Website: http://www.christiancfo.com Email:rfullerton@christiancfo.com.

Market Research – Why Screening For Talkative Respondents Doesn’t Work

We recently published a special report titled 25 Common Field Mistakes to Avoid When Conducting Your Qualitative Market Research. In point #12, we suggest that researchers scrap open-ended screening questions that are intended to identify respondents who are outgoing and able to express themselves.

Here is the complete text of point #12:

“If your screener contains open-ended questions that are intended to elicit expressive types of people, drop those questions. Questions like that don’t work, and they needlessly lengthen your screening process. Yes, you do want to exclude respondents who cannot or will not express themselves, but you don’t need an extra question to identify these people. Well-trained recruiters will eliminate them within the first few minutes of screening. If you want further reassurance that your respondents will be outgoing and talkative, over-recruit and include a pre-discussion telephone interview. This would be conducted by the moderator who would then select appropriate respondents.”

Our suggestions elicited a lot of feedback. Some readers agreed with us, others didn’t. One of the most interesting comments we received came from a qualitative fieldwork manager at a major full-service research firm. It went like this: “I disagree with one item in your list about excluding open end questions from screeners. Good recruiters may be able to easily identify articulate respondents, but tired or distracted recruiters may occasionally go on autopilot…I think a little qualitative in a screener is worth the time.”

Do you agree with this reader’s comment? Should you?

What is an articulation question?

Articulation questions measure a respondent’s ability to communicate. Articulation questions also judge respondents’ expected communicativeness in a focus group or interview.

Some synonyms for “communicative” include: outgoing, open, forthcoming, talkative, unrestrained, chatty. So who decides what is communicative? The recruiter? The recruiting supervisor? The client who reads the verbatims on their daily reports? And how much communicativeness is enough? How much is too much?

Even the most experienced recruiters can’t determine how outgoing, open, forthcoming, talkative, unrestrained or chatty a respondent will be at a future point. That’s a judgment call recruiters are not qualified to make. But they can be counted on to spot respondents who have…

  • language barriers
  • casual attitudes toward the recruiter, the recruiter’s questions or the research
  • reservations about their ability to attend the research
  • any problems communicating during the screening process

What you must watch for…

Respondents get tired or go on autopilot when screening interviews last too long (10 minutes or longer).

Articulation questions don’t belong at the end of your screener. For some reason, articulation screening is almost always performed at the end of the screening interview. But why is a question that is supposedly so important put at the end of the screener, when the chances for respondents to be tired or distracted are the highest? What are recruiters learning about respondents at this point in the process that they don’t already know?

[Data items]
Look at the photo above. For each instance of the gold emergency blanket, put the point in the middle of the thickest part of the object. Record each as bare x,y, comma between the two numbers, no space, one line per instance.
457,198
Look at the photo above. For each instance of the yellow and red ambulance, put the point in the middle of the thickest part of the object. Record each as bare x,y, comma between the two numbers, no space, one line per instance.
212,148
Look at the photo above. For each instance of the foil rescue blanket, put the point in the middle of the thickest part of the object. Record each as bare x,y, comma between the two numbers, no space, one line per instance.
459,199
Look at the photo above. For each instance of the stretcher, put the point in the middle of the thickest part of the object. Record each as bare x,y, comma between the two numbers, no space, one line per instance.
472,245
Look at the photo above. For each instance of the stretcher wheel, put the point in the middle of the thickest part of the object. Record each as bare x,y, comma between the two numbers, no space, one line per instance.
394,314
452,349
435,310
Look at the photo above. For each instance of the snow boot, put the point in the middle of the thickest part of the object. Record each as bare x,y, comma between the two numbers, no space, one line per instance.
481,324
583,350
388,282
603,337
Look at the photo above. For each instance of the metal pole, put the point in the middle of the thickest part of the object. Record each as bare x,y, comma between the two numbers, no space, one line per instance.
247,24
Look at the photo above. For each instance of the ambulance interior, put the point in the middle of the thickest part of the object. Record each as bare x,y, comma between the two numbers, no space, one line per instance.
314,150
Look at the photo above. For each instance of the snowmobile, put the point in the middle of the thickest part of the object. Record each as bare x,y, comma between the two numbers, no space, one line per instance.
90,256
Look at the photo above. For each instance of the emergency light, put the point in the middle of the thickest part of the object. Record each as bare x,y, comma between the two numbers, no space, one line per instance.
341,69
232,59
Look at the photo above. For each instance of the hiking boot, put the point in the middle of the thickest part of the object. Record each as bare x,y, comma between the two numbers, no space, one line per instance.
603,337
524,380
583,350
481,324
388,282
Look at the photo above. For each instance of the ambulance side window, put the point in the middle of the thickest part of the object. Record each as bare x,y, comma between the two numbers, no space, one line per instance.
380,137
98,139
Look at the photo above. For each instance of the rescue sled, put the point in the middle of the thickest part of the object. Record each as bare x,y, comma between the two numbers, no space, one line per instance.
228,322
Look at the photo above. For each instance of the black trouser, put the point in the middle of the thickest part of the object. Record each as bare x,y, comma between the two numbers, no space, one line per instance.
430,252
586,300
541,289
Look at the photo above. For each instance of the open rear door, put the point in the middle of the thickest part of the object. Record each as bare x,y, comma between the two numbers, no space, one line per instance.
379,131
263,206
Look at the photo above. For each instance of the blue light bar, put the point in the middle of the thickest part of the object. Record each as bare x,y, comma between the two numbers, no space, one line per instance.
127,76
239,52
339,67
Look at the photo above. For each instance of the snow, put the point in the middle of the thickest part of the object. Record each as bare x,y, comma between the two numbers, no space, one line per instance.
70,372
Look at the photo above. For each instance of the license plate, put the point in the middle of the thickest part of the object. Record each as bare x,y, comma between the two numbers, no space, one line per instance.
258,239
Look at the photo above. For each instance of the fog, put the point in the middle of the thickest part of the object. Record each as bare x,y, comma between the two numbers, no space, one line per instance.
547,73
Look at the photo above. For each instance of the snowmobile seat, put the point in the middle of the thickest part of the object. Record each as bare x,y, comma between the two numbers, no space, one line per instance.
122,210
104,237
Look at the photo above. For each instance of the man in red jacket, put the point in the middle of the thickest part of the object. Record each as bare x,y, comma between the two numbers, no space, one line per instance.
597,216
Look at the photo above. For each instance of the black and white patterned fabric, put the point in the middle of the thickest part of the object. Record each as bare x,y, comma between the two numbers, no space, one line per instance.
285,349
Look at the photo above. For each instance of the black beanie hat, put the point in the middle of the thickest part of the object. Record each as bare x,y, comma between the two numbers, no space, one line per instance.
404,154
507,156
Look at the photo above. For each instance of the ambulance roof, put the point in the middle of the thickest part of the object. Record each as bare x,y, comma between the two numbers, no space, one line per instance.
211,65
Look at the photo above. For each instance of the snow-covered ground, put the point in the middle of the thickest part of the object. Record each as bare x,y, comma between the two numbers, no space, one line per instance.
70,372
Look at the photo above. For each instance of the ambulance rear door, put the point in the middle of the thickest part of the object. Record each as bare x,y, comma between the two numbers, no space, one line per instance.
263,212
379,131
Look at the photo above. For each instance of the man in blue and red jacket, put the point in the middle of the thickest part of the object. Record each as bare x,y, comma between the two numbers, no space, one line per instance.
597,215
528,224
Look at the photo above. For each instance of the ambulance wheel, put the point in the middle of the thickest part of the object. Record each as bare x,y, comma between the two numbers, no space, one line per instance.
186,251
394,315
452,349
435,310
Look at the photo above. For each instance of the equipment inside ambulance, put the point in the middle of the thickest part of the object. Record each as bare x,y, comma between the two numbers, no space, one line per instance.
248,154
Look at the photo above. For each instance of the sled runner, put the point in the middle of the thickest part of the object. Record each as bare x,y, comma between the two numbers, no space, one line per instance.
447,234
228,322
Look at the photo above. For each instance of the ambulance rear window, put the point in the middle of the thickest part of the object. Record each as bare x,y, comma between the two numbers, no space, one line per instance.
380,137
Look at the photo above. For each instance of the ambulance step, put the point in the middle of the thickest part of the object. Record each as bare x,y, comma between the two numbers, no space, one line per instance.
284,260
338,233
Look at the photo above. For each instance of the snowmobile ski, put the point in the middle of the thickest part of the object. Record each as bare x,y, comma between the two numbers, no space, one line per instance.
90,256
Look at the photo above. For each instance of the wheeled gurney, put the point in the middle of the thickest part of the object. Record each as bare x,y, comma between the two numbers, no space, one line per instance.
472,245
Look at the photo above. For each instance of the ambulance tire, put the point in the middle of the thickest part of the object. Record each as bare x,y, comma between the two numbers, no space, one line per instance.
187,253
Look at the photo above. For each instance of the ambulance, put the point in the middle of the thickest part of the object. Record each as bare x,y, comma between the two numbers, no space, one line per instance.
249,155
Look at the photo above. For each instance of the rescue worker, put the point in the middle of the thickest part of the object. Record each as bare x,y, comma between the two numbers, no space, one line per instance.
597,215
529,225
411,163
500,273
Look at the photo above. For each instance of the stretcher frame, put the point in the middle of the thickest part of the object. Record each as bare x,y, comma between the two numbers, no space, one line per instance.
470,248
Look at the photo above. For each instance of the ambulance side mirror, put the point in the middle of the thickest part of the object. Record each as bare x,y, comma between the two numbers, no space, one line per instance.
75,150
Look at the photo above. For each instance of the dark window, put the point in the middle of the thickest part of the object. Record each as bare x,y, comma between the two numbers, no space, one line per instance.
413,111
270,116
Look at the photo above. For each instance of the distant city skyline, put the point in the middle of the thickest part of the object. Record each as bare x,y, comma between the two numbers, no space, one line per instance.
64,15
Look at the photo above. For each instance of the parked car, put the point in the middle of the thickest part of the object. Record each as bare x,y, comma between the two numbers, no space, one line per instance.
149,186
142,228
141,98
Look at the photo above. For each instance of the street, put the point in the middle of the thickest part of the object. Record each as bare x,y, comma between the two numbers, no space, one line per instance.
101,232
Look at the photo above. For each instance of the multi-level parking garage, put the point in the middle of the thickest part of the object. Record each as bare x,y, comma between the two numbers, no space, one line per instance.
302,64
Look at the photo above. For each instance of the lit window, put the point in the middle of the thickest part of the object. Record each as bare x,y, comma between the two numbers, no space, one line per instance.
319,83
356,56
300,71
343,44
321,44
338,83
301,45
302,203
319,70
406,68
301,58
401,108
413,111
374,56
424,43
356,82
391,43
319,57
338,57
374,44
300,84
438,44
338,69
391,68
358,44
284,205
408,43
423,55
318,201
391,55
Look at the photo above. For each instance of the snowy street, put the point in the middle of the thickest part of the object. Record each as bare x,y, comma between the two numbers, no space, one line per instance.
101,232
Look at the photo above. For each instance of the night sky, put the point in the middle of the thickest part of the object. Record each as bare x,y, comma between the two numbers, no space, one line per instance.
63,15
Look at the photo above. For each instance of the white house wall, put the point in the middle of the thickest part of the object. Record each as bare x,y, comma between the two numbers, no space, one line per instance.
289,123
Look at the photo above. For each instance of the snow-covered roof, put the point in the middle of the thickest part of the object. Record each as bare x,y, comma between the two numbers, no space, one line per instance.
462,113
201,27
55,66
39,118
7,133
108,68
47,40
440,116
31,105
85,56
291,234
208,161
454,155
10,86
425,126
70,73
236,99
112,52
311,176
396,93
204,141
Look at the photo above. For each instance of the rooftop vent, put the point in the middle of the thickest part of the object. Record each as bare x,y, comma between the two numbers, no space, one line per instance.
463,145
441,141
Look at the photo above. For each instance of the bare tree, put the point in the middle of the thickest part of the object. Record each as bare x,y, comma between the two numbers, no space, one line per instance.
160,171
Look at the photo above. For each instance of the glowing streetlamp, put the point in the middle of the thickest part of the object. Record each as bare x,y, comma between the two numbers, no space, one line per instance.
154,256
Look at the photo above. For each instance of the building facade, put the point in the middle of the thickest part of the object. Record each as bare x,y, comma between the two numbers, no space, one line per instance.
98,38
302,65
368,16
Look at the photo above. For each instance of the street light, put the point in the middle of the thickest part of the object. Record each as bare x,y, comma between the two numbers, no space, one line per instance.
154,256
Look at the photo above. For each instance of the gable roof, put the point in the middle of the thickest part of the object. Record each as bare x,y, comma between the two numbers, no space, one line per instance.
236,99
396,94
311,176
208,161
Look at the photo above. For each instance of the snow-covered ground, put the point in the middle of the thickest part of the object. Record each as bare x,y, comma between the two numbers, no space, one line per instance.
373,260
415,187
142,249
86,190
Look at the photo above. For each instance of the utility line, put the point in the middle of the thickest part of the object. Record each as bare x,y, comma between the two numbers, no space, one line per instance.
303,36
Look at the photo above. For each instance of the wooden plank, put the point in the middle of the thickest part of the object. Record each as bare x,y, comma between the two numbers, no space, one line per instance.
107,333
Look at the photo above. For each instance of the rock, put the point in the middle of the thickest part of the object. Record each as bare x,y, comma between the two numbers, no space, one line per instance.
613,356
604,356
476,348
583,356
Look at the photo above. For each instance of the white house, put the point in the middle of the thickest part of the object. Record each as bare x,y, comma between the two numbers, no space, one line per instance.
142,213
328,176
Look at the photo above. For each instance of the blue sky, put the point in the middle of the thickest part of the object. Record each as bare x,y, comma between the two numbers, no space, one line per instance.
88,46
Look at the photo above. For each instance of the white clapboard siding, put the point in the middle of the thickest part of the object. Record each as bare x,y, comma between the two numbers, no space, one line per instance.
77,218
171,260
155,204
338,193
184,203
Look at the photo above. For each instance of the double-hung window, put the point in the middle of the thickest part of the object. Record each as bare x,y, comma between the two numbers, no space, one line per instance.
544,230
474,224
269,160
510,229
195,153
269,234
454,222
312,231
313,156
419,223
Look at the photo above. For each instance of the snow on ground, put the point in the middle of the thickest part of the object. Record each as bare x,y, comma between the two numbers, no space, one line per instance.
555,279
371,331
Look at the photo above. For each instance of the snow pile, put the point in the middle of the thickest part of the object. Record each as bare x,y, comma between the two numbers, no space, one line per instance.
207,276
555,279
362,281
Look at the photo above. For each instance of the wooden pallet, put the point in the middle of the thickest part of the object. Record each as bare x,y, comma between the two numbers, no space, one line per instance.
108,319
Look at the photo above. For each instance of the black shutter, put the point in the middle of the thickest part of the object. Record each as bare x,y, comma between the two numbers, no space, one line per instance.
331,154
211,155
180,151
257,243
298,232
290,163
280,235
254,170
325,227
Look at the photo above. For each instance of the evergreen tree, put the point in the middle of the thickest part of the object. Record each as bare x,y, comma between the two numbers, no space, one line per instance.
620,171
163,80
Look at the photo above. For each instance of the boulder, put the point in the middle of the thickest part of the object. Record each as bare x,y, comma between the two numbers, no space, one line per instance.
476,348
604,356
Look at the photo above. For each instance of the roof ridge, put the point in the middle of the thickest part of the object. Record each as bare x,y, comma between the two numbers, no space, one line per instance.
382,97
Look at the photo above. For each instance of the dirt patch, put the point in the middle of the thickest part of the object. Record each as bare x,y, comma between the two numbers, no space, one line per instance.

:: STATED GOAL 1 ::
Locate every line in the entries that contains the string "boot", treating uppercase and lowercase as distinct, and copy each such line.
:: STATED GOAL 2 ::
Extend the article on screening for talkative market research respondents, picking up after its final sentence.

:: WRITTEN ANSWER 1 ::
Look at the photo above. For each instance of the snow boot, put the point in the middle of the thickest part of the object. Record each as bare x,y, comma between the two numbers, no space, one line per instance.
Look at the photo above. For each instance of the hiking boot, put the point in the middle of the thickest part of the object. Record each as bare x,y, comma between the two numbers, no space, one line per instance.

:: WRITTEN ANSWER 2 ::
Articulation questions don’t belong at the front of your screener, either. Well-trained recruiters immediately engage respondents in conversation regarding the details of the research. It is during this prelude to the screening questions that recruiters deal with respondents’ questions and concerns and make an assessment about a respondent’s ability to communicate.

Articulation questions aren’t magic bullets that ensure good focus group participants. These questions simply ask recruiters to use their own biased judgment to decide if a respondent can communicate clearly.

Articulation questions lengthen your screener. Remember this. The longer your screener, the higher your costs.

Respondents become anxious when asked questions out of left field that are unrelated to the screening questions. Being asked, “What is a gazinkle?” or “How many different things can you do with a paperclip?” or “If you were a tree…?” might stump even the most articulate respondent. Off-the-wall questioning from recruiters confuses and frustrates respondents. This line of questioning is the moderator’s territory.

Of course, group dynamics and respondent personalities affect how open and responsive respondents will be. For example, a person may be forthcoming over the phone with the recruiter, but feel intimidated if an aggressive personality dominates the group. Or, a respondent may not be as comfortable with the research topic as they thought they’d be and feel out of place – especially if the subject matter offered during recruiting was vague. How can recruiters know how respondents will act in a variety of conditions? Handling reserved respondents is the moderator’s area of expertise.

In fact, moderators are best qualified to know what can and should be expected of respondents in terms of communicativeness and articulation. So it makes sense that, as we suggest in point #12 of our special report, moderators should pre-interview respondents and select the right personalities for the research.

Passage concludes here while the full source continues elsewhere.